- Opening Delimiter -

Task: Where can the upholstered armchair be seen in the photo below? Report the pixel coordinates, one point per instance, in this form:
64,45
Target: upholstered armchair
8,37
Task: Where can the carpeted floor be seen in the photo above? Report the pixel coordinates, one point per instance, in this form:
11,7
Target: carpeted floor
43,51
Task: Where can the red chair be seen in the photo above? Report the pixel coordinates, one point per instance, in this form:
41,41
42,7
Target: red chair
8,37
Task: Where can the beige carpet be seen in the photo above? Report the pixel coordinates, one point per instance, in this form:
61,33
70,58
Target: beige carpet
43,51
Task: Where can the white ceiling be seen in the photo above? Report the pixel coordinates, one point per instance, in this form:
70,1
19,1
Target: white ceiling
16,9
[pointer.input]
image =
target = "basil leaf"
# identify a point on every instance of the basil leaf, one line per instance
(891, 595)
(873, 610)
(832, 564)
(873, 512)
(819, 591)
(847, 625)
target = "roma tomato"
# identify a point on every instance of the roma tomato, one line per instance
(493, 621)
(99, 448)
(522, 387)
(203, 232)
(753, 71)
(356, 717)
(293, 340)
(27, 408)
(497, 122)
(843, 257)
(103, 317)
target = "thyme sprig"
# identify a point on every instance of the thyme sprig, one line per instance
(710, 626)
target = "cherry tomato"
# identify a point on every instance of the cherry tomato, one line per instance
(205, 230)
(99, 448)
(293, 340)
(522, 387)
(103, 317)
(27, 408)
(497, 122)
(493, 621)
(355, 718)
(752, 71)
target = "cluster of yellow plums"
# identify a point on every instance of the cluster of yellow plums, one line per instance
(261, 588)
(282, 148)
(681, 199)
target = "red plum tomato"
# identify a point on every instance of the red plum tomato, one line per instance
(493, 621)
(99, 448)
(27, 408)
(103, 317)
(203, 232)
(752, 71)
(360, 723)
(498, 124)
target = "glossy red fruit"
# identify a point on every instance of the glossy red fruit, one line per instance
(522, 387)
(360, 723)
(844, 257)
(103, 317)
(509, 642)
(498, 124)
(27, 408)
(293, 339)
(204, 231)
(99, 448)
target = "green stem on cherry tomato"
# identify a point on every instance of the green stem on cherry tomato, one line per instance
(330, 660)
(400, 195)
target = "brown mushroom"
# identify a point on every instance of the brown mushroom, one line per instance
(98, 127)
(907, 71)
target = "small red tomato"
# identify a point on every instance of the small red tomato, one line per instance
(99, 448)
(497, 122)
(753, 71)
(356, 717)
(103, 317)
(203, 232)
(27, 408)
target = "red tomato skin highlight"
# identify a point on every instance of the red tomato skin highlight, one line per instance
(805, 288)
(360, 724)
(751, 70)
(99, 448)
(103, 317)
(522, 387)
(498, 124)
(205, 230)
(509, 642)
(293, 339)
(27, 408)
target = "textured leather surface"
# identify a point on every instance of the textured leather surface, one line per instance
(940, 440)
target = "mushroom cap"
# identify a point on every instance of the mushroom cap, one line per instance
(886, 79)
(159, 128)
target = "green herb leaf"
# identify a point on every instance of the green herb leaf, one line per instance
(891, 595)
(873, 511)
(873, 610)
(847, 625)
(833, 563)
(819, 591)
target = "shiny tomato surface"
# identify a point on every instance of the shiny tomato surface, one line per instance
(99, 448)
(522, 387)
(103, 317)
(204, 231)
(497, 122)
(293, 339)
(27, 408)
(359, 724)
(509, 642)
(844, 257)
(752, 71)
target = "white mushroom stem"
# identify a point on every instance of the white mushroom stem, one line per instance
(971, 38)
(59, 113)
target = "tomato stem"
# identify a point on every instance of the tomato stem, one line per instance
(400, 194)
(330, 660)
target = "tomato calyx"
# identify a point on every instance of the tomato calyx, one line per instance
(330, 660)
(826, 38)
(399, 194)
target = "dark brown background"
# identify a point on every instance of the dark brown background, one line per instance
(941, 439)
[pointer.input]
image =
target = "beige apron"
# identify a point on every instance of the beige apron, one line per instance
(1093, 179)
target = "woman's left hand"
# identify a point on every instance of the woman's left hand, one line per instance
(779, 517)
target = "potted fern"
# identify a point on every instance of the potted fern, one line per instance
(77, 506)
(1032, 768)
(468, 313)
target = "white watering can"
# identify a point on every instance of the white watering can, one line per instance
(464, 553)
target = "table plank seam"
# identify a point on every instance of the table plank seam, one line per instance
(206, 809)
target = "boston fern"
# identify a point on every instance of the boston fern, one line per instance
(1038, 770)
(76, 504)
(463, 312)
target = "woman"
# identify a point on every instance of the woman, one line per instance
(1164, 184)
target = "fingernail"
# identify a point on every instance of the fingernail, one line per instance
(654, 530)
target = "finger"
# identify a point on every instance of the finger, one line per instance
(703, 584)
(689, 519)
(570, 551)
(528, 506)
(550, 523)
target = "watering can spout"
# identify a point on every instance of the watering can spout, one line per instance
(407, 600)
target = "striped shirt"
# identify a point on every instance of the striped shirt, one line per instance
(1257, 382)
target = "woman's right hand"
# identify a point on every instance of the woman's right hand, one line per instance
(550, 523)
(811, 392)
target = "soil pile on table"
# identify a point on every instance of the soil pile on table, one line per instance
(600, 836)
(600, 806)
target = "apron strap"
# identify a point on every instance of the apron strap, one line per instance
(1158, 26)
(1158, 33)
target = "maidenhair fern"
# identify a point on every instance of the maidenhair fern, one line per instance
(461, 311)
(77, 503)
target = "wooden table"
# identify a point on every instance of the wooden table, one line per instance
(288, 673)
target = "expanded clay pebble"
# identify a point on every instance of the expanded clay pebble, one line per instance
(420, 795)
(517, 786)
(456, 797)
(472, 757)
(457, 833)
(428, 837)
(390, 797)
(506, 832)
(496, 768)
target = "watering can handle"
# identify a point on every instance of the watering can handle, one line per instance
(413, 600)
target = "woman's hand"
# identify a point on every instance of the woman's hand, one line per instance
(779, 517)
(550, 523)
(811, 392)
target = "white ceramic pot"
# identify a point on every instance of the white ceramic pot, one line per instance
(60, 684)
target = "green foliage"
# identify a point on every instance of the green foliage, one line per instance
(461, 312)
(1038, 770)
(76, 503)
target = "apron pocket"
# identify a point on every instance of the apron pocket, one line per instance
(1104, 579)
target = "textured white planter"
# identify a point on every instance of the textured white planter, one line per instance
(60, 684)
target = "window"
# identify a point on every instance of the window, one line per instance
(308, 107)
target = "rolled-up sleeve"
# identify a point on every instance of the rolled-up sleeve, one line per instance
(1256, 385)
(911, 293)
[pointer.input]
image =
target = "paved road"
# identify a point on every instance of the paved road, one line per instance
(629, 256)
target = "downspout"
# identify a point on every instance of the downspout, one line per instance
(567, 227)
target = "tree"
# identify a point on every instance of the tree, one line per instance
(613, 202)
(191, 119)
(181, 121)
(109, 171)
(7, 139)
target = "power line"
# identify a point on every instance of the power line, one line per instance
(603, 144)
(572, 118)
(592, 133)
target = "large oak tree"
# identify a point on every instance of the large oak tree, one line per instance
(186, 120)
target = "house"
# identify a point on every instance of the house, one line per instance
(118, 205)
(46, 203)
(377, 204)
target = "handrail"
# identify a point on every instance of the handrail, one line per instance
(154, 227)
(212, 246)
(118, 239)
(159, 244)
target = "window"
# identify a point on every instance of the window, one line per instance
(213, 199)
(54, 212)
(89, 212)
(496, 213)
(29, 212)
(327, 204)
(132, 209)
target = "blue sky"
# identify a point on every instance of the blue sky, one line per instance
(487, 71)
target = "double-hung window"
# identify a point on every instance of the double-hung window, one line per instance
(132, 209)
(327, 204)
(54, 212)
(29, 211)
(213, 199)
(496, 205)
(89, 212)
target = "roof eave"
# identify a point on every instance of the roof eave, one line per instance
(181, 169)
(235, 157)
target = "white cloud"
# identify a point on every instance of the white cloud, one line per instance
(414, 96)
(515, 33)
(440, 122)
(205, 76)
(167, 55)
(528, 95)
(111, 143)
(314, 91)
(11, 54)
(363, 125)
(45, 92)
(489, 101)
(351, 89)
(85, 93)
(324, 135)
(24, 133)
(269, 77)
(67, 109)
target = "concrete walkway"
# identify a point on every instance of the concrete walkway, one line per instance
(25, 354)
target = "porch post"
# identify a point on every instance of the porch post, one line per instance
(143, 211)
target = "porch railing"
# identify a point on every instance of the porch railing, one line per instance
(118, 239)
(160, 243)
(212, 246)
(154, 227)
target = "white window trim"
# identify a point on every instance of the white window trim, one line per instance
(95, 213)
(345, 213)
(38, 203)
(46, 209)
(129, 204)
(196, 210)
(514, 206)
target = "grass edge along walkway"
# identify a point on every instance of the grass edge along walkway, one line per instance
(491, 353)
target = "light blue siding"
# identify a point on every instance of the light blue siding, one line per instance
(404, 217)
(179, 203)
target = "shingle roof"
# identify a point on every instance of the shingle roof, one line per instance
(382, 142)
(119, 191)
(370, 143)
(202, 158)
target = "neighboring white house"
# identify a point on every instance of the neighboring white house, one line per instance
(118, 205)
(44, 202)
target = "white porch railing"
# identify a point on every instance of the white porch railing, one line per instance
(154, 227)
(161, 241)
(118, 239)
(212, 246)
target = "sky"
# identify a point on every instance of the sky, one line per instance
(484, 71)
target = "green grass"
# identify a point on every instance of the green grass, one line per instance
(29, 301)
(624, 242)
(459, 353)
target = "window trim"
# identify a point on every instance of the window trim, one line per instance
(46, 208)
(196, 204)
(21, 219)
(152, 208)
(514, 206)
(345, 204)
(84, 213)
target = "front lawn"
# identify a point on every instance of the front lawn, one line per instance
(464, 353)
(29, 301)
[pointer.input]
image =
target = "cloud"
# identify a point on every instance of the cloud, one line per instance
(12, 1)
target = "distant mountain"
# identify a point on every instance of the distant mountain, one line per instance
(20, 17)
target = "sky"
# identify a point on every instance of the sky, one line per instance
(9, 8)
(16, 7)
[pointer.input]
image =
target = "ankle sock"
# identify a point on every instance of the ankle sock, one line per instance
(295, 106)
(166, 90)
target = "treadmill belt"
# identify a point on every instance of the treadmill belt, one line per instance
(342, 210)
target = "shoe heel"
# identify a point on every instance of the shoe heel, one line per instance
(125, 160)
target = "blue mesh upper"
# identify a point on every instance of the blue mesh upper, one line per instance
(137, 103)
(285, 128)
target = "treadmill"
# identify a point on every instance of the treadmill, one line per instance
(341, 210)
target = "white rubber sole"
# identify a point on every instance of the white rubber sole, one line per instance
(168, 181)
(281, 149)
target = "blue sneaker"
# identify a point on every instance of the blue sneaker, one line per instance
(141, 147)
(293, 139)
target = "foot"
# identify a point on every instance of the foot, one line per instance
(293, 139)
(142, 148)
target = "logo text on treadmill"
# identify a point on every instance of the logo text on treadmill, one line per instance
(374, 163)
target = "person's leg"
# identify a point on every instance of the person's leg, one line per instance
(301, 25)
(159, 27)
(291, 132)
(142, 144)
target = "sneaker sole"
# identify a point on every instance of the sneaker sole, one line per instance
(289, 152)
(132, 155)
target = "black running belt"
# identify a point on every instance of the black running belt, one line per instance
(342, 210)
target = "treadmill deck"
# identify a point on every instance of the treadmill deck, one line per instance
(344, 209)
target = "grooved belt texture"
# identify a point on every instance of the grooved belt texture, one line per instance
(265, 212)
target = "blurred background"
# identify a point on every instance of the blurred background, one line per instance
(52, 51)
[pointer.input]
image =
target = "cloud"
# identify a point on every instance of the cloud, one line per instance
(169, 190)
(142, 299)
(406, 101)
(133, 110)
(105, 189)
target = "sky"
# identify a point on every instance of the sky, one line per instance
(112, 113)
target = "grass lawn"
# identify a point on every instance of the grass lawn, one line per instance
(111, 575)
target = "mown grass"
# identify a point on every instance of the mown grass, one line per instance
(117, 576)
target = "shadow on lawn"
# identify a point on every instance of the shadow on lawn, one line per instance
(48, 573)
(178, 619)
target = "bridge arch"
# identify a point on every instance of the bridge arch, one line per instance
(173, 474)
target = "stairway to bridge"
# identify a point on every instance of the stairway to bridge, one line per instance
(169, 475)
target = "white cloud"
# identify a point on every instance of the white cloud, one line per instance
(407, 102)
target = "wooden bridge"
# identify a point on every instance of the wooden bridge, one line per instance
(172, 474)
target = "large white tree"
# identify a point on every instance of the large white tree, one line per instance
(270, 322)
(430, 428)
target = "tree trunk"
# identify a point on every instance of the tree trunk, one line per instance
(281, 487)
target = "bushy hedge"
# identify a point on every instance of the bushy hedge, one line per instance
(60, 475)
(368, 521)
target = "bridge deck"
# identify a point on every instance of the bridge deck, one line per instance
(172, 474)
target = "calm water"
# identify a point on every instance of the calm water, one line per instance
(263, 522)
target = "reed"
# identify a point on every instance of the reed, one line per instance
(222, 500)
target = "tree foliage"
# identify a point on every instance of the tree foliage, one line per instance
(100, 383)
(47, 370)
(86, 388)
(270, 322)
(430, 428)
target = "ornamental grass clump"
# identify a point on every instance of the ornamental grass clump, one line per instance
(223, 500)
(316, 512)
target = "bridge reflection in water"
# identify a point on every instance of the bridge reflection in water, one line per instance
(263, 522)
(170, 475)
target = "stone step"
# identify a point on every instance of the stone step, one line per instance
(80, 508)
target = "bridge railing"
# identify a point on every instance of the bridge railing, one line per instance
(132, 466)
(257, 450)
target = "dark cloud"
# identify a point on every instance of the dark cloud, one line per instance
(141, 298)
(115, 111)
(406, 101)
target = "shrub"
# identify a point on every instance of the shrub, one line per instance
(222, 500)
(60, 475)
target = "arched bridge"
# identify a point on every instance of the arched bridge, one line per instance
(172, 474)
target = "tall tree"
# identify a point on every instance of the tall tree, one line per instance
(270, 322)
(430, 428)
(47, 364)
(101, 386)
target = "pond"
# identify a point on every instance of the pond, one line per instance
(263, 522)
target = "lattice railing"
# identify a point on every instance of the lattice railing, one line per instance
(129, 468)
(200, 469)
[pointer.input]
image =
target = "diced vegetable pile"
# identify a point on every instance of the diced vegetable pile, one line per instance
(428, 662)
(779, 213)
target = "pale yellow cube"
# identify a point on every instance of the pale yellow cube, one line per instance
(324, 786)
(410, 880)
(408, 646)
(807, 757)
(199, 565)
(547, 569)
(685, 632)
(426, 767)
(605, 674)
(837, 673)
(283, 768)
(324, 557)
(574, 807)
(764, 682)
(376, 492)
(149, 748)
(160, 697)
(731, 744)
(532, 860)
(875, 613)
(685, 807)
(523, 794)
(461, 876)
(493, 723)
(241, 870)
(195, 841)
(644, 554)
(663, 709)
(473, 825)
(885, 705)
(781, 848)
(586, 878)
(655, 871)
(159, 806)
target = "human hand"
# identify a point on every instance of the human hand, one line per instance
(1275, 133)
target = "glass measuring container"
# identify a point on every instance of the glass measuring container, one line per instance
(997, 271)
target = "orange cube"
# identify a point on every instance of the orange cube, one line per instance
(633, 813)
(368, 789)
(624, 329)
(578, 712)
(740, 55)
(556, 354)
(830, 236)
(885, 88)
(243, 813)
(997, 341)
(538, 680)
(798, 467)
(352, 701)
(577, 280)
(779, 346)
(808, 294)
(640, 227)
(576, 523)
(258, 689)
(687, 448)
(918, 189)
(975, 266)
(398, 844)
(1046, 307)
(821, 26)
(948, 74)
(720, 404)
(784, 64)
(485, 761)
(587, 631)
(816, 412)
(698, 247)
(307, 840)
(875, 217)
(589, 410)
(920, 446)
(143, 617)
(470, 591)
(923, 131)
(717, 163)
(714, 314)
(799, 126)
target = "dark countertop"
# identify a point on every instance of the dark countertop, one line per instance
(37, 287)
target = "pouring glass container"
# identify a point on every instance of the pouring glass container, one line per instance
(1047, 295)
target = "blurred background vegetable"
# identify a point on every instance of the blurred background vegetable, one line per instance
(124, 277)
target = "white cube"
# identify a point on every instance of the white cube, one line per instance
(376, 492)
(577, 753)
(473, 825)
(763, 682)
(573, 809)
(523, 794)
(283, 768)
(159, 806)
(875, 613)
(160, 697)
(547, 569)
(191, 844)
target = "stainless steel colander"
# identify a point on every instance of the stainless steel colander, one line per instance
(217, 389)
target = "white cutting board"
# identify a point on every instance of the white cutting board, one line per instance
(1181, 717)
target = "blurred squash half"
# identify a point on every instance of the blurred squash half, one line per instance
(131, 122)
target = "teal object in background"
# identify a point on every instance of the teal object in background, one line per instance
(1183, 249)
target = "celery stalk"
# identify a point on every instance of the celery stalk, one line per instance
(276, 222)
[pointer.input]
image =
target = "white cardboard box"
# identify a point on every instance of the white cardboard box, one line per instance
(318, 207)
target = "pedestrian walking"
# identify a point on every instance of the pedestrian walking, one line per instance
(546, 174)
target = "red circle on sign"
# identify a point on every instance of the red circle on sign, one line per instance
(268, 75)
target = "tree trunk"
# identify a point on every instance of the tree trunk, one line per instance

- Closing Delimiter -

Search the records line by line for the word "seen" and copy every line where it appears.

● **YOUR RESPONSE**:
Task: Where can the upholstered armchair be seen in the photo below? Report the pixel coordinates, one point per instance, in this form:
Task: Where can the carpeted floor be seen in the photo above? Report the pixel coordinates, one point per instance, in this form:
Task: Where can the red chair be seen in the photo above? Report the pixel coordinates, one point per instance, in this form:
Task: Where can the beige carpet be seen in the photo above? Report the pixel coordinates, one point per instance, in this form:
Task: Where can the white ceiling be seen in the photo above? Report the pixel coordinates, one point per instance, in this form:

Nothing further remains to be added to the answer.